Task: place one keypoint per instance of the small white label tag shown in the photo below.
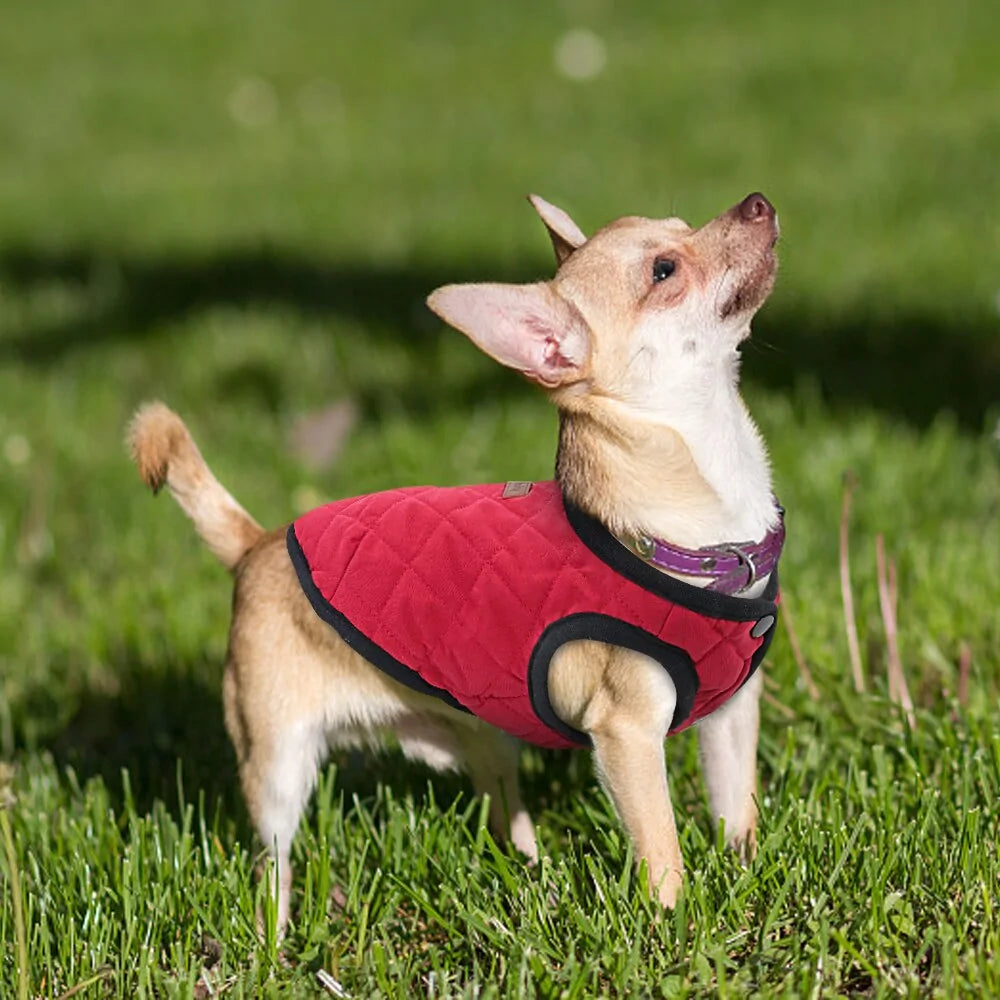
(516, 489)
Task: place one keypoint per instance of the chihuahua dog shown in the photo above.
(660, 538)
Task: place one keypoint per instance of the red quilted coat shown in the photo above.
(466, 593)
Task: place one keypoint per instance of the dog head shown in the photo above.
(642, 311)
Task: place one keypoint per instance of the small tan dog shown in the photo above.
(636, 341)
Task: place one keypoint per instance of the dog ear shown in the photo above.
(563, 231)
(526, 327)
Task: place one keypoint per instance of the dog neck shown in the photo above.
(694, 475)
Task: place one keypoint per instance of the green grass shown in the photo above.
(152, 245)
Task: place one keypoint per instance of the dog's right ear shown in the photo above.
(526, 327)
(565, 234)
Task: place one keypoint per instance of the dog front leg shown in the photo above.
(632, 714)
(728, 743)
(633, 772)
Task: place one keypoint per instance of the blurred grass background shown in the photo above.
(240, 207)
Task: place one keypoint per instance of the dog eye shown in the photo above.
(663, 267)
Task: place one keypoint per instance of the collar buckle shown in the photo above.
(745, 559)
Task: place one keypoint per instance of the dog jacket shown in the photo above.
(466, 593)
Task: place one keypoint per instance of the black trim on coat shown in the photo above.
(603, 628)
(355, 638)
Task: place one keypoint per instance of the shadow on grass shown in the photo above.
(910, 365)
(168, 715)
(162, 716)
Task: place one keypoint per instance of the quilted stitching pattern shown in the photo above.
(458, 584)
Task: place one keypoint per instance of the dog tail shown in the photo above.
(165, 452)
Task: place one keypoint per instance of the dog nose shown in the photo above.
(755, 208)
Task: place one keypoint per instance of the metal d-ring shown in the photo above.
(745, 559)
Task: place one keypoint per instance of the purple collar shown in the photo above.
(732, 567)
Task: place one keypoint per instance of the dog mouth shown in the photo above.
(752, 287)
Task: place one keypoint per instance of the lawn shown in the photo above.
(239, 208)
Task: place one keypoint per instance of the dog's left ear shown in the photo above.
(565, 234)
(530, 328)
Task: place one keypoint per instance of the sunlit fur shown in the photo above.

## AIM OF THE TASK
A verbatim copy of the entries, stripped of pictures, should be produced.

## EXERCISE ANSWER
Task: place one keypoint per instance of the small white label tag shown in the photo below.
(516, 489)
Task: place one keypoint per instance of the chihuahua dog shown in the photo above.
(660, 538)
Task: place one keypoint per instance of the red quilted coat shown in the photo above.
(466, 593)
Task: place one keypoint per instance of the dog head shown in the photo above.
(642, 311)
Task: place one keypoint per instance of the small tan dog shown in the photo above.
(636, 341)
Task: place one keypoint per instance of the dog ear shown in the photo above.
(563, 231)
(526, 327)
Task: place one keypoint per instance of the dog neck shown in the photo above.
(694, 475)
Task: place one keypoint per instance of the green grass shown in the photo above.
(152, 245)
Task: place one keypoint per instance of the dog's right ear shown in the photo above.
(526, 327)
(565, 234)
Task: place one keypoint per instance of the dog front leg shown in the photo above.
(632, 714)
(728, 743)
(633, 772)
Task: place one keypoint per instance of the blurred grass background shown in the photo above.
(240, 207)
Task: place one keypoint per instance of the dog eye shown in the photo above.
(663, 267)
Task: place one keypoint per instance of the collar buckle shown in the photo above.
(745, 559)
Task: place one keypoint per instance of the dog jacket shown in the photo above.
(466, 593)
Task: place one keypoint per instance of the black trim on coat shown in the photo above.
(603, 628)
(355, 638)
Task: place one keypoint per instance of the shadow on grass shown in the photo above.
(910, 365)
(168, 715)
(162, 716)
Task: place one keypoint per instance of the quilted stitching pattern shown in the photo above.
(458, 584)
Task: place one keypoint per instance of the dog tail shown in the photo above.
(165, 452)
Task: place one keypoint per instance of the dog nose shown in the photo above.
(755, 208)
Task: place one keypoint per instance of the metal d-ring shown in the photo above.
(745, 559)
Task: place one keypoint per instance of the purple collar shown in the photo above.
(732, 567)
Task: place one keypoint per instance of the dog mouth shown in the photo above.
(752, 287)
Task: place one keypoint per instance of the lawn shown in the photo above.
(239, 208)
Task: place one keypoint per instance of the dog's left ear shown in the photo above.
(565, 234)
(530, 328)
Task: place one keypoint per instance of the sunlit fur shown in the photo above.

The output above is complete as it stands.